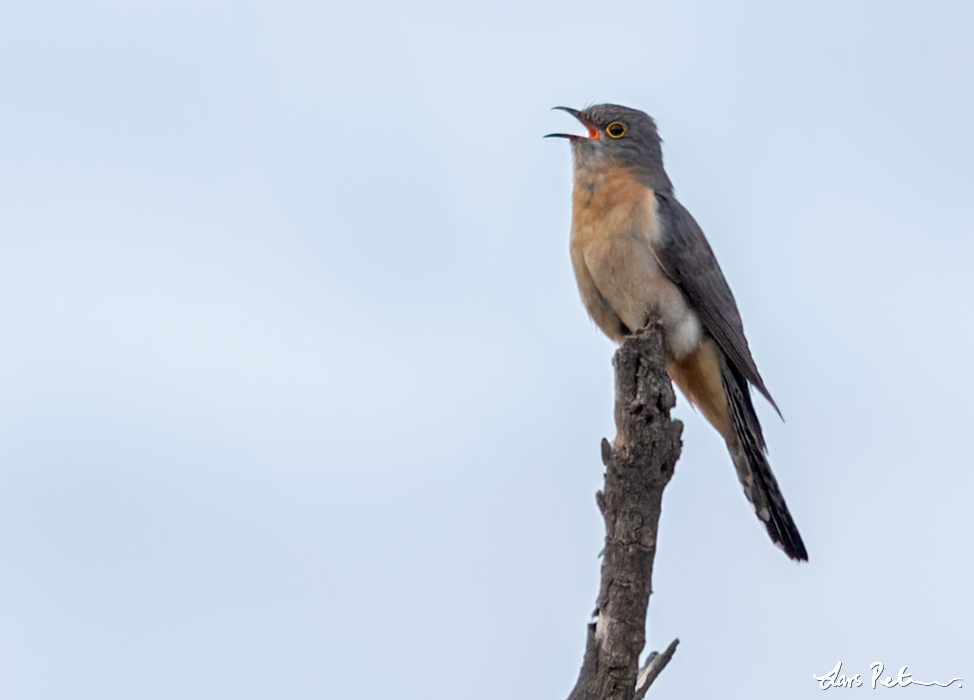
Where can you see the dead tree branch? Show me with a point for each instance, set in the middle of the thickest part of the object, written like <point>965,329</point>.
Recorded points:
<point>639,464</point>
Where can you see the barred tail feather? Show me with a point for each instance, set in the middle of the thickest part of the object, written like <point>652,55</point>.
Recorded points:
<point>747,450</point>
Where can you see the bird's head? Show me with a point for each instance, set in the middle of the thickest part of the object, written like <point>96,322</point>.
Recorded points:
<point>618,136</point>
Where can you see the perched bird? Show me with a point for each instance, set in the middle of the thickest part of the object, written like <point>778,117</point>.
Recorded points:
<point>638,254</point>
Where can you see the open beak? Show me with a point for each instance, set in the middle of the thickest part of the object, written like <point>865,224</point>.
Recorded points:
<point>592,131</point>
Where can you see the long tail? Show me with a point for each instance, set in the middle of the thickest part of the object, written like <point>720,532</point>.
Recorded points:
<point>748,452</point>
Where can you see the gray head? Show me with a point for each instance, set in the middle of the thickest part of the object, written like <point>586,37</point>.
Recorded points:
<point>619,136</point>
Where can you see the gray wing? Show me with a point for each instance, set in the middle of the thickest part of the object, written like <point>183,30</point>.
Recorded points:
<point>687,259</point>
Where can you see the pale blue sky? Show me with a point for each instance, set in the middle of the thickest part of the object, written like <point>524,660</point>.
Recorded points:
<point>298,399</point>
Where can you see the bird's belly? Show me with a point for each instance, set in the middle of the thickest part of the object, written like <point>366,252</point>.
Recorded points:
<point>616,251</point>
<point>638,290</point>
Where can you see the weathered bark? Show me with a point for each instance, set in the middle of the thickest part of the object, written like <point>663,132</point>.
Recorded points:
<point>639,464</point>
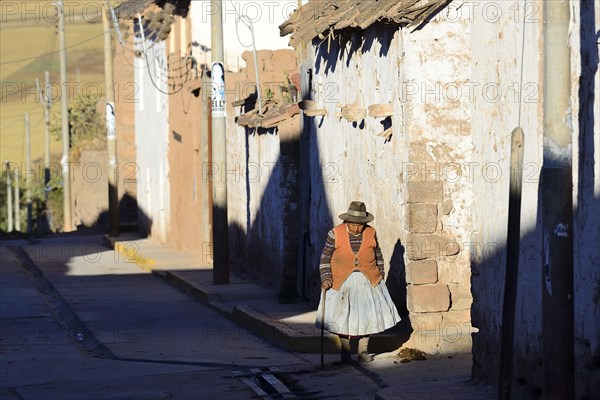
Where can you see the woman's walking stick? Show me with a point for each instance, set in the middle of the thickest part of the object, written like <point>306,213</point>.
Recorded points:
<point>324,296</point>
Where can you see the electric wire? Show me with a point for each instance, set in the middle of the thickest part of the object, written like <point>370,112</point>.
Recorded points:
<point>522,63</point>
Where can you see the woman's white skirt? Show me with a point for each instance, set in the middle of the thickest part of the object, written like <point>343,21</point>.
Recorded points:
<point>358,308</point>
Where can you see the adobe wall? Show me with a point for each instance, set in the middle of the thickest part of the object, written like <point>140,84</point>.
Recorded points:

==

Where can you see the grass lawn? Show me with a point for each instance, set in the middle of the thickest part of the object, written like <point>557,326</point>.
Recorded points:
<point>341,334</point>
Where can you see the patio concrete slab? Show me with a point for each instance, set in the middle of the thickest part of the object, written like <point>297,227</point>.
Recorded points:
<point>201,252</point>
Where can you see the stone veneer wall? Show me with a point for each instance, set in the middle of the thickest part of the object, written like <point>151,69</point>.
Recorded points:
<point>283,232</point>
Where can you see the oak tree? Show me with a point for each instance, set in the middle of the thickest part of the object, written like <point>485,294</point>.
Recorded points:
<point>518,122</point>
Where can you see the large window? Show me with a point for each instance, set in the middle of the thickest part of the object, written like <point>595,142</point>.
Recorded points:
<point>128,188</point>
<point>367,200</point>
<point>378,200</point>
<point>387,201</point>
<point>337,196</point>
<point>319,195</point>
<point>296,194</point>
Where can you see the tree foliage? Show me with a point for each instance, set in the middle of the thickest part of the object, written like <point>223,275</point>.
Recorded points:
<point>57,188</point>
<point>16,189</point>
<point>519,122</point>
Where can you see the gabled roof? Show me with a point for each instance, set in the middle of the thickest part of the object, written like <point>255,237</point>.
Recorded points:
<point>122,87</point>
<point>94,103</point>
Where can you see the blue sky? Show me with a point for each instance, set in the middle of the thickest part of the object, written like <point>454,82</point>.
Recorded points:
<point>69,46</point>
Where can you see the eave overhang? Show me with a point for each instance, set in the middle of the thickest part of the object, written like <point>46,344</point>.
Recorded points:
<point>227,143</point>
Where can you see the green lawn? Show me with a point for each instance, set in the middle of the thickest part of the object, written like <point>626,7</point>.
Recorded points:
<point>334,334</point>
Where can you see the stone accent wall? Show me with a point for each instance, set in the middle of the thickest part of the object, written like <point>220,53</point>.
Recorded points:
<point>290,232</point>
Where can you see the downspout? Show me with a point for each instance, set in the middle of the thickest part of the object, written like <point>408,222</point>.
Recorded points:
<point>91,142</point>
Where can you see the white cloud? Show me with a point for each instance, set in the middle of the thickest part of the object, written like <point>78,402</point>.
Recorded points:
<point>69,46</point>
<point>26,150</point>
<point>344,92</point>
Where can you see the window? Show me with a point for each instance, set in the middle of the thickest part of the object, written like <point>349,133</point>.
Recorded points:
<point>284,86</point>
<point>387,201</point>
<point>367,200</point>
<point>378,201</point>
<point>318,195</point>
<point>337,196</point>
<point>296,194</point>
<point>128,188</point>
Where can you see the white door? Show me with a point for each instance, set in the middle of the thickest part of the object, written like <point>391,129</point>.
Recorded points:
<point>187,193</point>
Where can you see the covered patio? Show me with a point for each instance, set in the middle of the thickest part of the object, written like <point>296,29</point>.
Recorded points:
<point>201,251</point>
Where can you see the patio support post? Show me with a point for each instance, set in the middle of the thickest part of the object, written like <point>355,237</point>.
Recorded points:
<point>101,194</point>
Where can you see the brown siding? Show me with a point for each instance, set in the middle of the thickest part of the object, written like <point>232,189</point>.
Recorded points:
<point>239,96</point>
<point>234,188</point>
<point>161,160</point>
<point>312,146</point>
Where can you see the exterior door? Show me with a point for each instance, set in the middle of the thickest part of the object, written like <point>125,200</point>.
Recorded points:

STATED PROBLEM |
Please arrange the items from the line that has "Where can you see the oak" through the line that has "<point>227,143</point>" as a two-column CSV headed item_text and recorded_points, one row per item. Put each field in quotation marks and replace its line breaks with spaces.

RESULT BELOW |
item_text,recorded_points
"Where can you see the oak tree? Show me with a point for each instance, set in the middle of the thickest part of the object, written like <point>485,294</point>. Recorded points:","<point>518,122</point>"
"Where can you see the large window? Show me with a point for each instance, set in the middle of the thickest part of the object, written like <point>595,142</point>. Recorded points:","<point>128,188</point> <point>367,200</point> <point>378,200</point> <point>387,201</point> <point>337,196</point> <point>319,195</point> <point>296,194</point>"
"Where can you see the tree foliage? Show me with a point for each instance, set in the middle of the thickest part of the object, written like <point>223,275</point>. Recorded points:","<point>57,188</point> <point>16,189</point> <point>519,122</point>"
"Where can you see the gabled roof? Show me with a point for each instance, set in the middle of the thickest part of the object, written like <point>255,237</point>. Recorded points:","<point>122,87</point> <point>94,103</point>"
"Where can you see the blue sky? Show me with a point for each instance, set in the middle of the thickest part of the object, written like <point>454,82</point>. Recorded points:","<point>69,46</point>"
"Where can you see the eave overhang? Show me with a point for each instance, set in the middle of the thickest part of the object, written like <point>46,344</point>. Recorded points:","<point>227,143</point>"